**任务要求**
1 - 请把舒尔茨早年经历一文中从“1956年,霍华德一家搬出祖”开始、一直到“门厅又矮又黑、墙壁上依然留着弹孔的危房。”为止的全部文字照原样抄录下来。
2 - 舒尔茨早年经历一文写到最后一句便停下了，请从那里接着往下写。

当时我还是个孩子,脑子里压根儿不会想到有朝一日自己会成为一个公司的老板,但我曾在心里默默地想,倘若我有出头的一天,我一定不让别人沦落到这种地步。
——霍华德·舒尔茨
如今净资产可能超过10亿美元的霍华德·舒尔茨,居住在西雅图一个可以鸟瞰华盛顿湖、近600平方米的公寓里,多年来,他一直努力遮掩自己在“贫民安顿计划”下成长的烙印,但早年种种却已深埋记忆中。
1954年,霍华德·舒尔茨出生于纽约布鲁克林区一个普通犹太工人的家庭。
布鲁克林区曾是非洲裔人以及一些少数民族聚居区,加上美国历史上少数民族受教育程度低、就业困难和种族主义的歧视,这里曾是美国犯罪率最高的地区,一直被视为混乱、肮脏、罪恶的原住地,少年时代的舒尔茨就生活在这里。
1956年,霍华德一家搬出祖母的公寓,凭借“贫民安顿计划”在布鲁克林湾景公房里拥有了一处狭小的安身之所,那年舒尔茨刚刚3岁。那个地方位于牙买加湾区的卡西纳中心地带,距离肯尼迪机场只有15分钟的路程,飞机的轰鸣声伴随着少年舒尔茨成长的每一天,那喧闹声仿佛是这个窘迫家庭的奏鸣曲。
年少的舒尔茨时常坐在窗边看着飞机起落,渴望有一天能够走出布鲁克林,最好能够坐上那个插着翅膀的大型机械到世界其他的角落去看一看。之所以称这里为家,只是因为他和父母共同生活在这里,但在少年舒尔茨的印象里,它只是一个面积十分狭小、门厅又矮又黑、墙壁上依然留着弹孔的危房。

**所给资料**

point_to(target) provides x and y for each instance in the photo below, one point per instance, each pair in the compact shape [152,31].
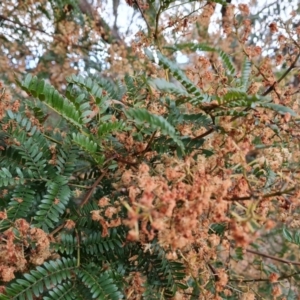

**分项结果**
1 -
1956年,霍华德一家搬出祖母的公寓,凭借“贫民安顿计划”在布鲁克林湾景公房里拥有了一处狭小的安身之所,那年舒尔茨刚刚3岁。那个地方位于牙买加湾区的卡西纳中心地带,距离肯尼迪机场只有15分钟的路程,飞机的轰鸣声伴随着少年舒尔茨成长的每一天,那喧闹声仿佛是这个窘迫家庭的奏鸣曲。
年少的舒尔茨时常坐在窗边看着飞机起落,渴望有一天能够走出布鲁克林,最好能够坐上那个插着翅膀的大型机械到世界其他的角落去看一看。之所以称这里为家,只是因为他和父母共同生活在这里,但在少年舒尔茨的印象里,它只是一个面积十分狭小、门厅又矮又黑、墙壁上依然留着弹孔的危房。

2 -
与生活在这里的所有社会底层人一样,霍华德一家每天不仅要为生计四处奔波、疲惫困顿,还要忍受着头顶上飞机掠过时留下的刺耳轰鸣声,周围堆积如山的生活垃圾散发出刺鼻的味道,陷入由于贫困带来的无休止的争吵和抱怨……
霍华德·舒尔茨的父母都出身于工人家庭,在纽约的布鲁克林东区已经住了两代了。他的祖父很年轻的时候就去世了,所以他的父亲霍华德·弗雷德十几岁时就辍了学,开始了打工生涯。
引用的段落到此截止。